Trecho de origem ▸
──────────────────────────────

Quando venceu a eleição em 2002, o petista estava amarrado às palavras de sua “Carta aos Brasileiros” que, se o mundo fosse um ambiente mais sincero, deveria ter se chamado “Não tenham medo de mim”. Ele entrou, em 2003, forçado pelo mercado e pelo que escreveu na carta a não prejudicar a economia do país gastando além do que o Brasil aguentasse. Deu sorte, porque o ambiente internacional era outro. Foi possível gastar e prorrogar as crises para que explodissem só no colo de Dilma Rousseff (PT).

O resultado foi a situação fiscal insana de um Brasil que aceitou, depois, colocar a culpa de suas mazelas na “Operação Lava Jato” ou na “corrupção”, dependendo de qual seja o seu credo. O ex-presidente do Banco Central Henrique Meirelles foi um dos poucos que acertou ao alertar que Lula estava “fazendo discurso político” ao falar para uma esquerda que acredita no dinheiro público criado em árvore para gastar. Meirelles percebeu.

──────────────────────────────

Tarefas ▸
A - Com base no trecho sobre o governo petista e a situação fiscal, responda:
(i) Em que ano o petista venceu a eleição?
(ii) Que título o autor considera que a carta deveria ter recebido?
(iii) Que cargo Henrique Meirelles já ocupou?
B - Relacione todas as expressões que aparecem entre aspas no trecho sobre o governo petista e a situação fiscal.
C - Prossiga o texto sobre o governo petista e a situação fiscal do Brasil a partir de sua última frase.

Material fornecido ▸
──────────────────────────────

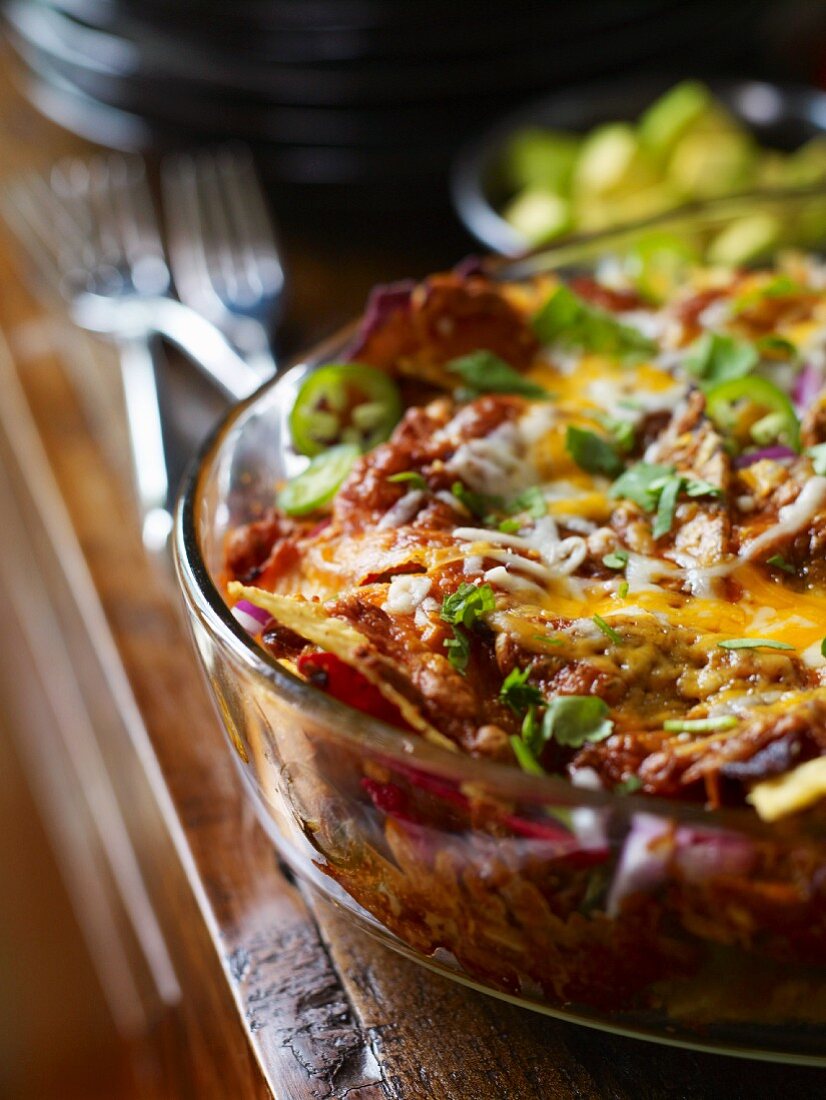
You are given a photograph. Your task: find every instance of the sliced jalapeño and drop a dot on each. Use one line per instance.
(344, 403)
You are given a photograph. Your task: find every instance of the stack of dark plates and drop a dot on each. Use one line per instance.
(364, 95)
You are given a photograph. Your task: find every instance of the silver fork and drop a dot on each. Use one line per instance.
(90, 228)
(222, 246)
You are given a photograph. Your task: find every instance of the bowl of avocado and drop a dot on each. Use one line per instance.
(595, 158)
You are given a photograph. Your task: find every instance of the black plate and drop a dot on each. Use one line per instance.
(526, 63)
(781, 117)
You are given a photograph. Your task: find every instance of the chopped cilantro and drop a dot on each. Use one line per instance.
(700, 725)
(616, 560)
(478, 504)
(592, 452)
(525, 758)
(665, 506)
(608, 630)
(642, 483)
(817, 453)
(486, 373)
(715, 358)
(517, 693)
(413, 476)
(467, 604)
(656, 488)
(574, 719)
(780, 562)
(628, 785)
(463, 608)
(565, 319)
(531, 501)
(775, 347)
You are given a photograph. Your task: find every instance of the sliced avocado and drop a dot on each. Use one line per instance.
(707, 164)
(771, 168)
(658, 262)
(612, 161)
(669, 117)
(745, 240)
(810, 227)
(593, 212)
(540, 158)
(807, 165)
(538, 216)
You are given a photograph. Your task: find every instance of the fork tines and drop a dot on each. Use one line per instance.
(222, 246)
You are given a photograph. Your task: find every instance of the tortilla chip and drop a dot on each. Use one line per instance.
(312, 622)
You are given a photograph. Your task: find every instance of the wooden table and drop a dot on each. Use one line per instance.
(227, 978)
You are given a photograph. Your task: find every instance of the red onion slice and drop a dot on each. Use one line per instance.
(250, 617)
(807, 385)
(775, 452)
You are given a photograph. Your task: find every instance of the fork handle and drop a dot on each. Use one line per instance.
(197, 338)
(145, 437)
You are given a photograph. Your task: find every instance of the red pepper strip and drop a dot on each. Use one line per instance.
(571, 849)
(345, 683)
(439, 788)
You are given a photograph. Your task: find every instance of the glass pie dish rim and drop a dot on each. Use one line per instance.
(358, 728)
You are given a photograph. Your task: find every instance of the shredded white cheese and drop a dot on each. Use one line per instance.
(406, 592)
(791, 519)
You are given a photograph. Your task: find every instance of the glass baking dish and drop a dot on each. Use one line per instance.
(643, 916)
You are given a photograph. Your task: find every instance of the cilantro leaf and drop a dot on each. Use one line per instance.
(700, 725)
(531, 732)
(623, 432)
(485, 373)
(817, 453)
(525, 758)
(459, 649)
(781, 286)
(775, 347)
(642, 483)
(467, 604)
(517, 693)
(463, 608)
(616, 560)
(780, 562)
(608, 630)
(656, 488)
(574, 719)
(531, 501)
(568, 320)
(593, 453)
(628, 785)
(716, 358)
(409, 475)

──────────────────────────────

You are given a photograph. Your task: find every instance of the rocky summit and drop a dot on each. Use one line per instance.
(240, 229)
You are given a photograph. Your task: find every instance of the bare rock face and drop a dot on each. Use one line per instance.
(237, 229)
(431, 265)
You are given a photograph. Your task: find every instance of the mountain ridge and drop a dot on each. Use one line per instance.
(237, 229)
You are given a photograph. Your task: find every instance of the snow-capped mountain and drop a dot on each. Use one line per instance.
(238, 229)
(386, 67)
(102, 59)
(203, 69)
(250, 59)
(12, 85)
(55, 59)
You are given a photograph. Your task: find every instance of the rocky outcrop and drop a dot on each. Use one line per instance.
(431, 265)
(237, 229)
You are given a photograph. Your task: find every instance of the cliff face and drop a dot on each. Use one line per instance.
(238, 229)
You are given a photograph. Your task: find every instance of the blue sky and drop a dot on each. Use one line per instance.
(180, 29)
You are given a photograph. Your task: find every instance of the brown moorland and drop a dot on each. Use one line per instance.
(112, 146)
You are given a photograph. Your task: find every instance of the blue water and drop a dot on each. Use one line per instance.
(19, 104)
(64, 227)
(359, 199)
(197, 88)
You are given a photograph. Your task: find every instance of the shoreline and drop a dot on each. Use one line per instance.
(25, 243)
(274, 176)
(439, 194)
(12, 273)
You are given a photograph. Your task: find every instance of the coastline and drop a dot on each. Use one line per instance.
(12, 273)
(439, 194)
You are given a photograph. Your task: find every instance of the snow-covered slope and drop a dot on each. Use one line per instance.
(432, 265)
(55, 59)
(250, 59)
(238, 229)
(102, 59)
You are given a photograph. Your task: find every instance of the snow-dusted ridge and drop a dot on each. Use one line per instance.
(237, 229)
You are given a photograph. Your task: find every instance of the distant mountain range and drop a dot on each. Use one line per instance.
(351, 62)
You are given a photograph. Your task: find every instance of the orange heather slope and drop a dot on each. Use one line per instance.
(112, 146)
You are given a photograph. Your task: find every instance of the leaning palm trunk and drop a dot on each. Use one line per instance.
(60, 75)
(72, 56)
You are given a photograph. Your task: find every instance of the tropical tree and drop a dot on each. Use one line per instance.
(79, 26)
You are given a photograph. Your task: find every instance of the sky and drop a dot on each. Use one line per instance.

──────────────────────────────

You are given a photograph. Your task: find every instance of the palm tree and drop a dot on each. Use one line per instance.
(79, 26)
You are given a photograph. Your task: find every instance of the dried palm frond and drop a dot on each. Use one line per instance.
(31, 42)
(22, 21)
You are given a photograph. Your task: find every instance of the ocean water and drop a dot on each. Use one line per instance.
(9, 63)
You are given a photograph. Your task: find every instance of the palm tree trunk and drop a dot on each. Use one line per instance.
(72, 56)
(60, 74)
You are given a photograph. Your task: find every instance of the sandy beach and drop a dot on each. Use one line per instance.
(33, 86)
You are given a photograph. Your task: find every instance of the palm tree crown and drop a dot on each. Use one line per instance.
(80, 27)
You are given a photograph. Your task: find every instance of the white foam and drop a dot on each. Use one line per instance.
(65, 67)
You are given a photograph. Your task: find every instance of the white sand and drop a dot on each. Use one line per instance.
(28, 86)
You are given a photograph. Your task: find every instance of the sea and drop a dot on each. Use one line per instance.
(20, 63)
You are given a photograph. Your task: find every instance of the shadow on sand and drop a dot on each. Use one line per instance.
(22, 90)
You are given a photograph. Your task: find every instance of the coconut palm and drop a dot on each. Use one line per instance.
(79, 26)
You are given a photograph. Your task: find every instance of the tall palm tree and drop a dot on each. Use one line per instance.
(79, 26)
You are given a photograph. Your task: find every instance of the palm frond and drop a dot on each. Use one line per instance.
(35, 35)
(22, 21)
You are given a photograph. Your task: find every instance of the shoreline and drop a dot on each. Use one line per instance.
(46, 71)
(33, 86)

──────────────────────────────

Respostas ▸
A -
(i) Em 2002.
(ii) “Não tenham medo de mim”.
(iii) Presidente do Banco Central.

B -
“Carta aos Brasileiros”
“Não tenham medo de mim”
“Operação Lava Jato”
“corrupção”
“fazendo discurso político”

C -
Lula fez o mesmo discurso que fazia na campanha, agradou seu grupo à esquerda, encheu o coração dessas pessoas com esperança, mas ele também iniciou uma negociação com o mercado por suas falas. A universidade de Harvard desenvolveu uma técnica para negociar que vai além da simples relação entre oferta, demanda e preço. O chamado “Método Harvard de Negociação” adiciona empatia aos fatores e maleabilidade ao invés de rigidez nas posições. Hoje, é bem óbvio até. O primeiro passo é tentar entender o que o outro está sentindo antes de fazer uma proposta, perceber até onde a outra parte aceita ir por aquele negócio. Está com raiva? Desconfiada? Confortável? Provoca-se e, depois, observa-se a reação. O terceiro ponto é enxergar o outro lado como aliado, depois ouvir muito e no fim, ter sempre um leque de alternativas para apresentar.

E se o que Lula fez na quinta-feira foi um balão de ensaio? Ele queria sentir o humor do mercado antes de decidir o nome do ministro da Fazenda, por exemplo?

O primeiro ponto é que o petista fez promessas na eleição que não tem dinheiro para cumprir. Os possíveis beneficiados pelas promessas votaram nele por acreditar naquilo e parte do mercado votou por não acreditar que ele levaria aquilo a sério, pois sabem que não há dinheiro.

No discurso de quinta-feira, ele reiterou os compromissos difíceis de cumprir, testando o mercado e o meio político, para saber até onde pode ir. As respostas vieram variadas. Houve na imprensa quem desconversou, houve quem criticasse, Meirelles disse o que pensa, Armínio Fraga disse o que pensa, deputados criticam ou elogiam as palavras.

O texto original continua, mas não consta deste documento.